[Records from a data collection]
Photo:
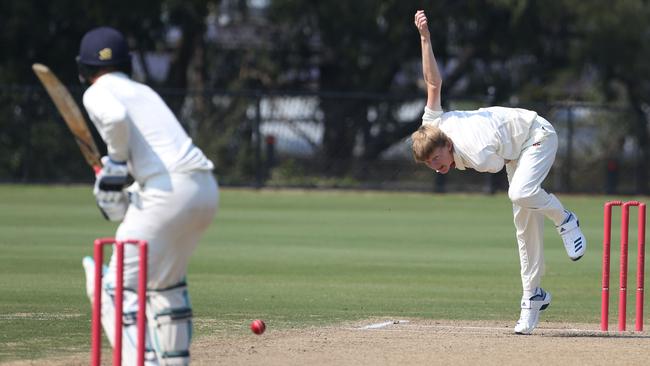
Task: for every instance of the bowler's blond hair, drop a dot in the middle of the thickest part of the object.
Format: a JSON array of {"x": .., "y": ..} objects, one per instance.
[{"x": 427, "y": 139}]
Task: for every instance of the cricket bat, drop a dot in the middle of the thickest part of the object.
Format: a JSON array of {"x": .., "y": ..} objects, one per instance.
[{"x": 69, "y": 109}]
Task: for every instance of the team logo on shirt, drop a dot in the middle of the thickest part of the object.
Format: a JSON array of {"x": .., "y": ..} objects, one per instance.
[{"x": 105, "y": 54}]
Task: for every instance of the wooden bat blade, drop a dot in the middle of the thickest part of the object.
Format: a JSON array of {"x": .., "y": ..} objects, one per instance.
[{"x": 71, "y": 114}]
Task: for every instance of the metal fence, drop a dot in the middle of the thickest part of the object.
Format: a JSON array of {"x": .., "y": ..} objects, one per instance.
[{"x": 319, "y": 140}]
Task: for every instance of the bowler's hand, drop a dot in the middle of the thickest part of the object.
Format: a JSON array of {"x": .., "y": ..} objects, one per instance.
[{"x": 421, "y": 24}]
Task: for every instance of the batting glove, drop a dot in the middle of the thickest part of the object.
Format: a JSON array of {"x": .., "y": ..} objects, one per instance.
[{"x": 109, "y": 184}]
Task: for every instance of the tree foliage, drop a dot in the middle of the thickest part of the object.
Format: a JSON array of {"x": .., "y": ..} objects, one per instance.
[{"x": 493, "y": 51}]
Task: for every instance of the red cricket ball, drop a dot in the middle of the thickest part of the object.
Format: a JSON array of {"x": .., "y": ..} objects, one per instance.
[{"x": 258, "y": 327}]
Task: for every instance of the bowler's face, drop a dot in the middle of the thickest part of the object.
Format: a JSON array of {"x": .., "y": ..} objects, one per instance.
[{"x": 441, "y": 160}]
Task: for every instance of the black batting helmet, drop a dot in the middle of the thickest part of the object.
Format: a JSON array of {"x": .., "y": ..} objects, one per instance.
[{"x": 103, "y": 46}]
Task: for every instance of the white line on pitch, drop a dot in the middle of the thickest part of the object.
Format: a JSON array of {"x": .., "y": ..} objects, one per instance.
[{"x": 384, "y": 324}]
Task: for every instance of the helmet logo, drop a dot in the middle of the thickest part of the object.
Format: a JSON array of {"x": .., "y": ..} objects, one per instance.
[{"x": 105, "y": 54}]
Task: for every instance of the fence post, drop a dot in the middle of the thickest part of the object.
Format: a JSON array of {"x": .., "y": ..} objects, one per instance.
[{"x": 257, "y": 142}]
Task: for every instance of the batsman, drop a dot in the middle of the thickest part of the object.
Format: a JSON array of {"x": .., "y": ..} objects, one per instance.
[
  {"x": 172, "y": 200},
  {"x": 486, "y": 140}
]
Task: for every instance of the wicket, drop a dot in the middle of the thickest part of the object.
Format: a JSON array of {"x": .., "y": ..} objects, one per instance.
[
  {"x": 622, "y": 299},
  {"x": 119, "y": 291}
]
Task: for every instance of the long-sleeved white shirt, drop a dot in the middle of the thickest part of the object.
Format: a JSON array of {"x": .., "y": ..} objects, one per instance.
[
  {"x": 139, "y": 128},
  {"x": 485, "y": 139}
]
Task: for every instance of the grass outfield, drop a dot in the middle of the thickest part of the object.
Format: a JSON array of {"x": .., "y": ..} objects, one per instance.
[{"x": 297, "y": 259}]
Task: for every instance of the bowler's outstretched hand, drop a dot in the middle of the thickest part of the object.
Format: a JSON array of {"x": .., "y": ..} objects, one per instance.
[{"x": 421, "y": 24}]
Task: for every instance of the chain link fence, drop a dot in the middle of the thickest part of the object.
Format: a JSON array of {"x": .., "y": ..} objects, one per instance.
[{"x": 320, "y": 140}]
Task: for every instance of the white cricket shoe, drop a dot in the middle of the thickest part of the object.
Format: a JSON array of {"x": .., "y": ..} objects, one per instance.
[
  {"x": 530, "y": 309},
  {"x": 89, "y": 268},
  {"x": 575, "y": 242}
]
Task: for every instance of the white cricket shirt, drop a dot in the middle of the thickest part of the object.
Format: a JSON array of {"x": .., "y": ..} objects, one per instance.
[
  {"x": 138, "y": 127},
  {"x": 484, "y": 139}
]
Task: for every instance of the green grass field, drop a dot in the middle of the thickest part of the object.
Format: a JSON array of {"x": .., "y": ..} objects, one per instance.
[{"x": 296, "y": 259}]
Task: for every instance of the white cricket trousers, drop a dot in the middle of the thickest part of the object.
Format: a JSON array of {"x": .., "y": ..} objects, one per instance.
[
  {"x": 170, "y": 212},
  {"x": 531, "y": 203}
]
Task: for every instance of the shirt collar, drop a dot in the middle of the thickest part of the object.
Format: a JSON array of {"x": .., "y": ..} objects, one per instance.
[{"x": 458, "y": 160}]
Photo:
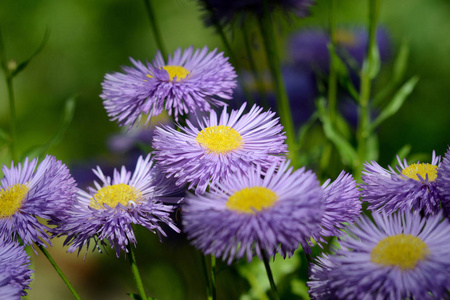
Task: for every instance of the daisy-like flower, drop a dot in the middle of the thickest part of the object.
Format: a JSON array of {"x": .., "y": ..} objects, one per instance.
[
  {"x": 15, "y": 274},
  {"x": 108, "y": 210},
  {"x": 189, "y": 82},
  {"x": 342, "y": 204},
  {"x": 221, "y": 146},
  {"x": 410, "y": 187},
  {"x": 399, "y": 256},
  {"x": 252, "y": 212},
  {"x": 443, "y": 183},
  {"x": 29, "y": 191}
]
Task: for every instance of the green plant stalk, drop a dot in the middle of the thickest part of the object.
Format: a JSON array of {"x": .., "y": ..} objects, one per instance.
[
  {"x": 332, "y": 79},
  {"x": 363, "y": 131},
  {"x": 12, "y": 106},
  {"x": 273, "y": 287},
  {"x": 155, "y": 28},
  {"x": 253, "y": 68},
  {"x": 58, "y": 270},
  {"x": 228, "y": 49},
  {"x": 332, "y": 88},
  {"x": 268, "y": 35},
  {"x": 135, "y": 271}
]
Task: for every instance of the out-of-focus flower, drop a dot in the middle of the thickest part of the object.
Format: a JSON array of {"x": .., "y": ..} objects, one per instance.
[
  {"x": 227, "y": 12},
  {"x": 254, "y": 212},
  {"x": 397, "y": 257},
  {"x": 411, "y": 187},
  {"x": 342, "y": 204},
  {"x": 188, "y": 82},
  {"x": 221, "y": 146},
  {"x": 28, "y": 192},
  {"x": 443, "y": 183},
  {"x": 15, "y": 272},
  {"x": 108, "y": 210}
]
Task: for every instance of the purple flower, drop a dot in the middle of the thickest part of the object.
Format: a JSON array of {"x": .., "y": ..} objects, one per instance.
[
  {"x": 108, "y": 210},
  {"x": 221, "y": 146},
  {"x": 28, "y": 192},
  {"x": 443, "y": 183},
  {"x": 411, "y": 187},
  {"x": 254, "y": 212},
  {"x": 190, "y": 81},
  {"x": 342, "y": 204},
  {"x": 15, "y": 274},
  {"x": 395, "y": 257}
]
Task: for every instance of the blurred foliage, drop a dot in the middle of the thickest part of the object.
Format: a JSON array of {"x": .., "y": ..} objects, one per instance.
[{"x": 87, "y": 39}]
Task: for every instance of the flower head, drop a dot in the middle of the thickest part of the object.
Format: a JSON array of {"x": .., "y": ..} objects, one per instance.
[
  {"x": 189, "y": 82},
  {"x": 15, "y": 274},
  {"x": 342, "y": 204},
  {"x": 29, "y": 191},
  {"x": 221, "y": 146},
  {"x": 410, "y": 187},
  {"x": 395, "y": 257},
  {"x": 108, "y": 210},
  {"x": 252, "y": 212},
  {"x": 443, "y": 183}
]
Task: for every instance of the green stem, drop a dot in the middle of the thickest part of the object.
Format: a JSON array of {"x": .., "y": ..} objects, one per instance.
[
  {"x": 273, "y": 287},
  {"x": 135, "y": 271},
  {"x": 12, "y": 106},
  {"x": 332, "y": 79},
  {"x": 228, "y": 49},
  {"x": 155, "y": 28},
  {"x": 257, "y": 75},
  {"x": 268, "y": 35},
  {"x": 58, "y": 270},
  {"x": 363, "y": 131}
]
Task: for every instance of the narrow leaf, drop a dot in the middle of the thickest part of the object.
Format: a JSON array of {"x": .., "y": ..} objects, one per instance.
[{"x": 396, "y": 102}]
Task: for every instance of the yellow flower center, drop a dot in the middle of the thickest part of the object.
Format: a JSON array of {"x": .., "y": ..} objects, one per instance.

** EXERCISE BRIEF **
Everything from the line containing "Task: for every instance of the blurred" to the last line of the entries above should be quoted exactly, and only that.

** RESPONSE **
Task: for every instance of the blurred foliage, drop a dot in the middle of the thickest part of the object.
Format: a JSON array of {"x": .., "y": ..} objects, one per instance.
[{"x": 87, "y": 39}]
Task: for every instance of the flower head, drop a dot in the middle of the thickest part of the object.
Format: a JSON array of {"x": .., "y": ..} objects, one per instance.
[
  {"x": 189, "y": 82},
  {"x": 15, "y": 274},
  {"x": 342, "y": 204},
  {"x": 29, "y": 191},
  {"x": 221, "y": 146},
  {"x": 410, "y": 187},
  {"x": 395, "y": 257},
  {"x": 108, "y": 210},
  {"x": 252, "y": 212},
  {"x": 443, "y": 183}
]
Task: for every instance of the green stem, drop a dot in the middle of the thickest part of the object.
Format: a JSON array of {"x": .., "y": ..} objects, one per instance.
[
  {"x": 273, "y": 287},
  {"x": 135, "y": 271},
  {"x": 12, "y": 106},
  {"x": 332, "y": 79},
  {"x": 228, "y": 49},
  {"x": 155, "y": 28},
  {"x": 257, "y": 75},
  {"x": 268, "y": 35},
  {"x": 58, "y": 270},
  {"x": 363, "y": 131}
]
Task: for every instance of the narrow leaf, drop a dot in the middle of the thickest part of the object.
Format: a JSON array of {"x": .., "y": ..} objects, one per instance.
[{"x": 396, "y": 102}]
Task: for every instance of the yellow flower center, drop a dot in the middle of the thickest part of the object.
Format: a JSON array of {"x": .., "y": ..} objects, one per instance.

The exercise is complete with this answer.